Source data
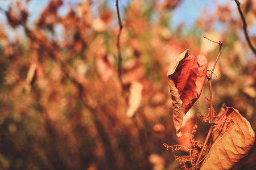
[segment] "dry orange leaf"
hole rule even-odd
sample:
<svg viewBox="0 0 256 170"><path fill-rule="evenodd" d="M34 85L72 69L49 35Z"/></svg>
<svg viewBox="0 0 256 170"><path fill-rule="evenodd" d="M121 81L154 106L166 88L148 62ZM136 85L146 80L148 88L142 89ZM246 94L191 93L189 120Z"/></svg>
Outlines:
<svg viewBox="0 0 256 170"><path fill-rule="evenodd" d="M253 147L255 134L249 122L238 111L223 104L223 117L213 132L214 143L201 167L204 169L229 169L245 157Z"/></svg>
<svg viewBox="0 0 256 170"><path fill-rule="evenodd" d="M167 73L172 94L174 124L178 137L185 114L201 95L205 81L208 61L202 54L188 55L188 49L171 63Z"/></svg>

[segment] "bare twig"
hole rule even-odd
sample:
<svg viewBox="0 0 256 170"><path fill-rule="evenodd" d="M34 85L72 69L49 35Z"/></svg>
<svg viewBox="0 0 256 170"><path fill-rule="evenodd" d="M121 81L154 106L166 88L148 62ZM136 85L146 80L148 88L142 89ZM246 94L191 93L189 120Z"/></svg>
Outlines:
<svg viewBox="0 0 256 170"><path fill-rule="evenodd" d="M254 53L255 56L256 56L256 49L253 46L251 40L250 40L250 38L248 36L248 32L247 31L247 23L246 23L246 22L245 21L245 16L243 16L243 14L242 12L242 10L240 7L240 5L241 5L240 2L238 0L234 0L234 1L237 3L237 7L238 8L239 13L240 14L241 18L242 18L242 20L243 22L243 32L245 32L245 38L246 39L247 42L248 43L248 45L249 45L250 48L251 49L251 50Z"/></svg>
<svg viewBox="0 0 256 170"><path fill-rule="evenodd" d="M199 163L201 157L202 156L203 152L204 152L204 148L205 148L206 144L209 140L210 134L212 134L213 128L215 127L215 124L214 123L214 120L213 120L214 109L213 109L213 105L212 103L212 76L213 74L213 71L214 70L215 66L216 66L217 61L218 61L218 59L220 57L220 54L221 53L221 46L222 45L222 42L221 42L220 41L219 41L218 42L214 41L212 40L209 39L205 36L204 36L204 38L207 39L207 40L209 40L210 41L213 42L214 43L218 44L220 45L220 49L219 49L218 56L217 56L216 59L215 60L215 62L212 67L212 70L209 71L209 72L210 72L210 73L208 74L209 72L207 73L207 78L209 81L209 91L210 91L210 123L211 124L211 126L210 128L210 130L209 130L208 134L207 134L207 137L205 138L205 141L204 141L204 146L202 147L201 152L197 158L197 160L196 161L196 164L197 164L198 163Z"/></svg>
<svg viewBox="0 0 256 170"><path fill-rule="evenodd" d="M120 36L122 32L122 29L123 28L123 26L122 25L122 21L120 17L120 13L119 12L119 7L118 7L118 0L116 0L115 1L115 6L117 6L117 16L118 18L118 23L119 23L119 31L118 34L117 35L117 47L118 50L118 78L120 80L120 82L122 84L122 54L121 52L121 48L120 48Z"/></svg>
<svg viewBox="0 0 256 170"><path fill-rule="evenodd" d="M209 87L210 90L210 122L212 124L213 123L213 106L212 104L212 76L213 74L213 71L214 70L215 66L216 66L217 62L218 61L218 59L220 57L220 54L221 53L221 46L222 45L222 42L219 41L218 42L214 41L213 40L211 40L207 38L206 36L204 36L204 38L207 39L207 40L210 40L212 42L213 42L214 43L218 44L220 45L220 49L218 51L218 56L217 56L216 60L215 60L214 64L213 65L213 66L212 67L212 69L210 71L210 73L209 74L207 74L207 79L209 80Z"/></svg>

---

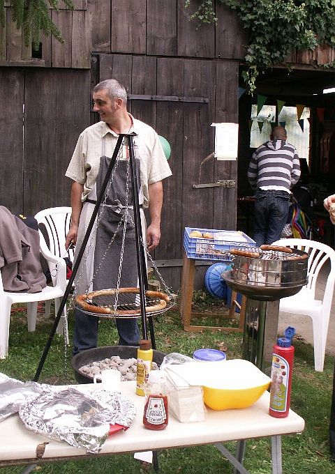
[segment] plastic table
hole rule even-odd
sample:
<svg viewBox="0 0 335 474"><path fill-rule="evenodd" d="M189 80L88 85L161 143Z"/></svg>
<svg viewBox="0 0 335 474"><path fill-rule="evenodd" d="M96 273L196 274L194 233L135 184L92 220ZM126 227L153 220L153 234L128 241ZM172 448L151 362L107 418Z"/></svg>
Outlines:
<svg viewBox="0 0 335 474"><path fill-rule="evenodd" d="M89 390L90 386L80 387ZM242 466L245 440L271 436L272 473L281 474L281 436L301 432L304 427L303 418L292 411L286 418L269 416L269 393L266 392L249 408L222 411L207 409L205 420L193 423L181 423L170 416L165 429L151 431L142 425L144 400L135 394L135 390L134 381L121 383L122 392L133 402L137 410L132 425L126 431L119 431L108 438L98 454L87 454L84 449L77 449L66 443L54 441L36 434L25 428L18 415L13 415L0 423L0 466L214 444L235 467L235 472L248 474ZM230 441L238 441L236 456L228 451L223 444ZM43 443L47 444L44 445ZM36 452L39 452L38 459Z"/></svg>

• **Do this**
Copy out, unchanged, the lines from the one containing "[segment] plastic table" to the one containing "390L90 386L80 387ZM242", including both of those lines.

• **Solution below**
[segment] plastic table
hole rule even-odd
sample:
<svg viewBox="0 0 335 474"><path fill-rule="evenodd" d="M189 80L88 85L161 143Z"/></svg>
<svg viewBox="0 0 335 474"><path fill-rule="evenodd" d="M96 273L196 274L194 233L135 184L92 220ZM126 227L153 220L153 234L128 241ZM172 448L151 362L107 418Z"/></svg>
Outlines:
<svg viewBox="0 0 335 474"><path fill-rule="evenodd" d="M89 390L90 386L80 387ZM242 466L245 440L271 436L272 473L281 474L281 436L301 432L304 427L303 418L292 411L286 418L269 416L269 393L266 392L249 408L222 411L207 409L205 420L193 423L181 423L170 416L165 429L151 431L142 425L144 400L135 394L135 390L134 381L121 383L122 392L133 402L137 410L132 425L126 431L119 431L108 438L98 454L87 454L84 449L77 449L66 443L54 441L36 434L25 428L18 415L13 415L0 423L0 466L214 444L235 467L235 472L248 474ZM230 441L238 441L236 456L228 451L223 444ZM43 443L47 444L44 445ZM36 452L39 452L38 459Z"/></svg>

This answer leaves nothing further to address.